Ziele:
[1] Wie viele divs in einer Tabelle nennt der Forenbeitrag zu CSS-Klassen als Beispiel?
[2] Bitte schreib aus dem Forenbeitrag zu CSS-Klassen alles von "Kann man eigentlich" bis hinunter zu "unsichtbar umgeschaltet wird." wortgetreu ab.
[3] Führe den Forenbeitrag zu CSS-Klassen nach seinem letzten Satz weiter.

══ Extrahierter Text ══

# Eigenschaften von Klassen dynamisch ändern?



## vop (4. Juli 2005)

Hi Leute

Kann man eigentlich die Eigenschaften einer css-Klasse dynamisch (z.B. mit JavaScript) ändern?

Also ich meine nicht, die Klasse eines Elementes an sich sondern die Eigenschaften der Klasse.

Hmm. ich glaube ein Beispiel ist hilfreich.

Gegeben Sei
div.sichtbar { display:block }
div.unsichtbar { display:none}

div.wechselhaft { display:block }

Nun ist es einfach einem Div mit einer bestimmten Id eine andere Klasse zu verpassen, so dass ein div von sichtbar in unsichtbar umgeschaltet wird.

Wie sieht es aber aus, wenn ich bspw. in einer Tabelle 100 divs habe? Sicherlich könnte ich nun durch eine Schleife iterieren und für jeden Eintrag die Klasse ändern.

Gibt es aber evtl. auch die Möglichkeit, von allen Divs der Klasse wechselhaft die Eigenschaft display zu ändern? Halt so etwa div.wechselhaft.display = 'none';
Wobei das eine Änderung für alle divs der Klasse wechselhaft betrifft?

═══
══ Bereitgestellte Einträge ══

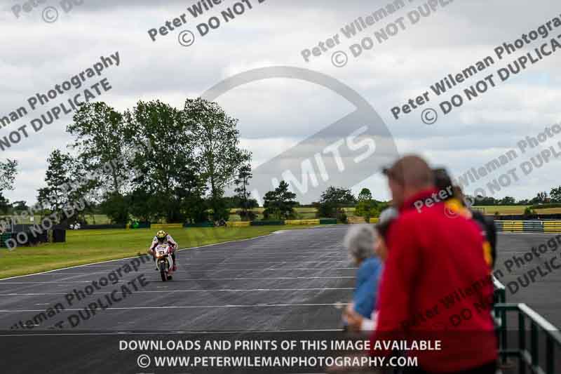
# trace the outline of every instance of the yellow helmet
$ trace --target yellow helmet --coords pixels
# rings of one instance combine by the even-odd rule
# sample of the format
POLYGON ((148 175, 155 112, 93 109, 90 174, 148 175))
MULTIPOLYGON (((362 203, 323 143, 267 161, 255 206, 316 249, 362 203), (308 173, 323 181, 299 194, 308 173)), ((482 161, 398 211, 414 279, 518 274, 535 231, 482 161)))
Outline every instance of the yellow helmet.
POLYGON ((163 241, 163 239, 168 237, 168 233, 163 230, 160 230, 156 233, 156 237, 158 241, 163 241))

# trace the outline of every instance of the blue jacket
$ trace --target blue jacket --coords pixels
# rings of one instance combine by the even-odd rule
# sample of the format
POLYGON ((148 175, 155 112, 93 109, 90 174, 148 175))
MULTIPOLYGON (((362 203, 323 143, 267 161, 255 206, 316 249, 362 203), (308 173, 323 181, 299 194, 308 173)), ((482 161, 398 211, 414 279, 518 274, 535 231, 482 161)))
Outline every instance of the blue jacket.
POLYGON ((381 269, 381 262, 377 257, 367 258, 358 267, 353 301, 355 312, 365 318, 372 318, 376 307, 381 269))

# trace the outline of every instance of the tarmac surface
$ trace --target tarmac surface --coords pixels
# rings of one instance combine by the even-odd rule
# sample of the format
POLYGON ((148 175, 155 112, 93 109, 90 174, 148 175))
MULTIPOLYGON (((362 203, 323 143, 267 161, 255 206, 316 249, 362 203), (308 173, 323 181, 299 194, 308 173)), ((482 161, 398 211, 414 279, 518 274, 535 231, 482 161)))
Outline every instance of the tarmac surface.
MULTIPOLYGON (((139 351, 119 345, 133 337, 229 339, 251 332, 253 338, 261 339, 271 334, 295 337, 338 331, 341 309, 351 298, 356 272, 342 246, 346 229, 339 225, 280 230, 181 251, 178 272, 168 282, 161 281, 151 262, 127 272, 132 262, 141 263, 138 258, 0 280, 1 371, 139 373, 139 351), (119 281, 102 287, 103 279, 117 280, 108 276, 111 272, 119 281), (79 301, 81 292, 85 296, 79 301)), ((497 269, 504 269, 501 281, 507 285, 543 263, 545 257, 533 258, 511 273, 504 268, 513 255, 523 256, 553 236, 499 234, 497 269)), ((548 253, 547 258, 559 256, 559 252, 548 253)), ((507 290, 507 302, 525 302, 559 326, 560 286, 561 269, 553 270, 515 293, 507 290)))

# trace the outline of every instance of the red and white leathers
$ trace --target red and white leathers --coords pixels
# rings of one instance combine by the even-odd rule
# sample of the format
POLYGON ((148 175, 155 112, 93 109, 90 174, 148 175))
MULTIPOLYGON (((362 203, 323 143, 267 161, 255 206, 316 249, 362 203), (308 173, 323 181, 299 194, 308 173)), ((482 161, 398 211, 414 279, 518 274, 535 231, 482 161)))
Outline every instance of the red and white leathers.
MULTIPOLYGON (((171 246, 171 249, 173 252, 175 252, 176 249, 177 249, 177 243, 173 240, 173 238, 171 237, 171 235, 168 234, 168 236, 165 237, 165 239, 162 243, 167 243, 171 246)), ((151 253, 154 254, 154 249, 156 246, 159 244, 160 242, 158 241, 158 237, 154 236, 152 239, 152 243, 150 245, 150 248, 149 251, 151 253)))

═══

Antwortliste:
[1] 100 divs.

[2]
Kann man eigentlich die Eigenschaften einer css-Klasse dynamisch (z.B. mit JavaScript) ändern?

Also ich meine nicht, die Klasse eines Elementes an sich sondern die Eigenschaften der Klasse.

Hmm. ich glaube ein Beispiel ist hilfreich.

Gegeben Sei
div.sichtbar { display:block }
div.unsichtbar { display:none}

div.wechselhaft { display:block }

Nun ist es einfach einem Div mit einer bestimmten Id eine andere Klasse zu verpassen, so dass ein div von sichtbar in unsichtbar umgeschaltet wird.

[3]
vop


----------



## Gumbo (4. Juli 2005)

Nein, soetwas ist meines Wissens nicht möglich. Denn die Definition eines Stylesheet ist nicht wirklich Teil des DOM. Du könntest jedoch Simon Willsons äußerst innovative getElementsBySelector()-Methode ausprobieren und die CSS-Eigenschaften darüber verändern.


----------



## vop (4. Juli 2005)

Danke @Gumbo.

Ist immerhin schon mal besser als die Schleife selber zu programmieren.

Frage mich dennoch, warum sowas nicht möglich ist. Das wäre doch eigentlich sehr sinnig.
Nun ja.
Hat mir trotzdem sehr geholfen!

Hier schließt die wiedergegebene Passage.